• TEXTO FORNECIDO
A jovem nunca tinha trabalhado e não tinha nenhum plano de futuro profissional. Ela contou que gostaria de trabalhar, embora não soubesse no que e como conseguir uma colocação. Apesar de testemunhar as dificuldades enfrentadas pela mãe no mercado, a jovem informou que nunca refletira sobre os problemas atuais do mercado.

Jéssica guardava a frustração com a experiência escolar, pois ela estava concluindo o ensino fundamental sem saber resolver nenhum dos exercícios da prova de matemática. Ela tinha consciência de que o certificado não comprovava a sua capacidade intelectual. Mais do que feliz com a aprovação, Jéssica guardava um sentimento desagradável por não ter condições de aprender a lição, a despeito da reconhecida falta de vontade da professora de ensinar os alunos. Ou seja, a desatenção da professora não fazia com que Jéssica se sentisse menos culpada por concluir uma etapa dos estudos sem saber resolver nenhum dos exercícios da prova.

Por fim, a jovem confessou que absolutamente nada na vida a interessava; muito provavelmente por esse motivo ela não se sentia estimulada a agir para interferir no seu futuro. A gravidez acidental pode ser interpretada como resultado da atitude de Jéssica em não se preocupar com o futuro e simplesmente viver o presente, do modo como ele se apresenta. Jacira não se conformava com a gravidez acidental porque Jéssica tinha informações suficientes, além de saber onde a mãe guardava os anticoncepcionais, para não engravidar. O inconformismo da mãe explica-se pelo seu investimento para oferecer à filha melhores condições a fim de que ela própria controlasse o seu destino e não se sujeitasse aos incidentes, como ocorrera com Jacira. Todavia, Jéssica optou por dar chance ao azar. O que chama a atenção na curta trajetória da jovem é essa disposição de optar pelo azar, apesar de - aparentemente - dispor de mais recursos para controlar o seu destino.

A adolescência de Jéssica era incomparavelmente mais suave do que a de Jacira na zona rural da Bahia. Na capital, Jéssica tinha acesso a recursos indisponíveis à sua mãe na adolescência. Um exemplo é que ela não precisava trabalhar, podendo dedicar-se integralmente aos estudos e a eventuais cursos profissionalizantes oferecidos por instituições na favela3. Ao contrário da mãe, que nem mesmo sabia o dia da semana em que vivia, Jéssica concluía o ensino fundamental e preparava-se para ingressar no médio, freqüentava cursos profissionalizantes na creche local, onde aprendia a operar microcomputadores, tinha acesso a um mundo amplo por meio da mídia, das idas ao shopping center, dos bailes animados por atores globais e com colegas que partiam para os Estados Unidos para trabalhar. Enfim, Jéssica tinha acesso a um mundo moderno e diversificado que vendia a ilusão de um viver intenso e agitado.

• DADOS GUARDADOS
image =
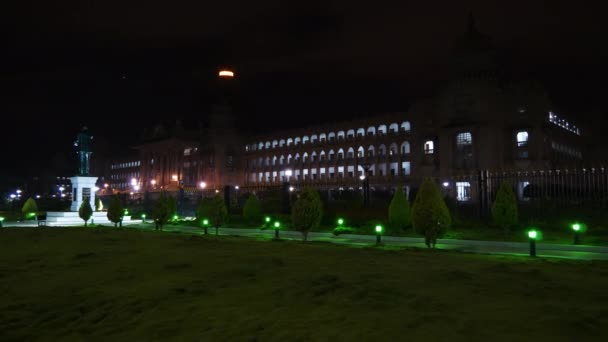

• O QUE FAZER
a - Transcreva o trecho do texto sobre Jéssica que começa nas palavras "Jéssica guardava a" e termina depois de "exercícios da prova.".
b - Dê prosseguimento ao texto sobre Jéssica a partir da última frase apresentada.
A listagem é um material à parte, sem ligação com o texto sobre Jéssica.

• RESPOSTAS POR TAREFA
a -
Jéssica guardava a frustração com a experiência escolar, pois ela estava concluindo o ensino fundamental sem saber resolver nenhum dos exercícios da prova de matemática. Ela tinha consciência de que o certificado não comprovava a sua capacidade intelectual. Mais do que feliz com a aprovação, Jéssica guardava um sentimento desagradável por não ter condições de aprender a lição, a despeito da reconhecida falta de vontade da professora de ensinar os alunos. Ou seja, a desatenção da professora não fazia com que Jéssica se sentisse menos culpada por concluir uma etapa dos estudos sem saber resolver nenhum dos exercícios da prova.

b -
Devemos destacar a influência das características da favela estudada sobre as condições de vida de jovens como Jéssica. A localização privilegiada desta possibilita aos moradores o acesso a informações acerca das novidades da sociedade moderna. Nessa região, eles podem freqüentar shopping centers e outros centros comerciais que informam os novos lançamentos da tecnologia, da moda nos ramos de vestuário, alimentação, automóveis, arquitetura e decoração e um sem-número de itens voltados para despertar o desejo de consumo das classes altas e médias, que, em virtude da proximidade, provocam algum tipo de impacto nas populações pobres, que também terminam seduzidas por eles4.

Além do contato com oportunidades de consumo de luxo, os moradores tomam conhecimento dos valores da sociedade moderna. Isso porque, na favela, há inúmeros projetos sociais patrocinados por organizações não-governamentais voltadas para atividades artísticas e educativas em geral5. Jéssica, por exemplo, freqüentava cursos profissionalizantes na creche local; outros jovens freqüentavam cursos de música e dança, realizando apresentações pelo país e até no Exterior, desenvolvendo contato com artistas e outras personalidades do mundo artístico, intelectual, empresarial e da mídia. Tudo isso, sem dúvida, amplia os horizontes dos jovens, que passam a dispor de um repertório cultural mais diversificado, favorecendo a circulação por diferentes ambientes sociais. Além do universo da favela e de suas condições materiais precárias, os jovens convivem com outros estilos de vida, o que certamente influencia as suas expectativas de futuro.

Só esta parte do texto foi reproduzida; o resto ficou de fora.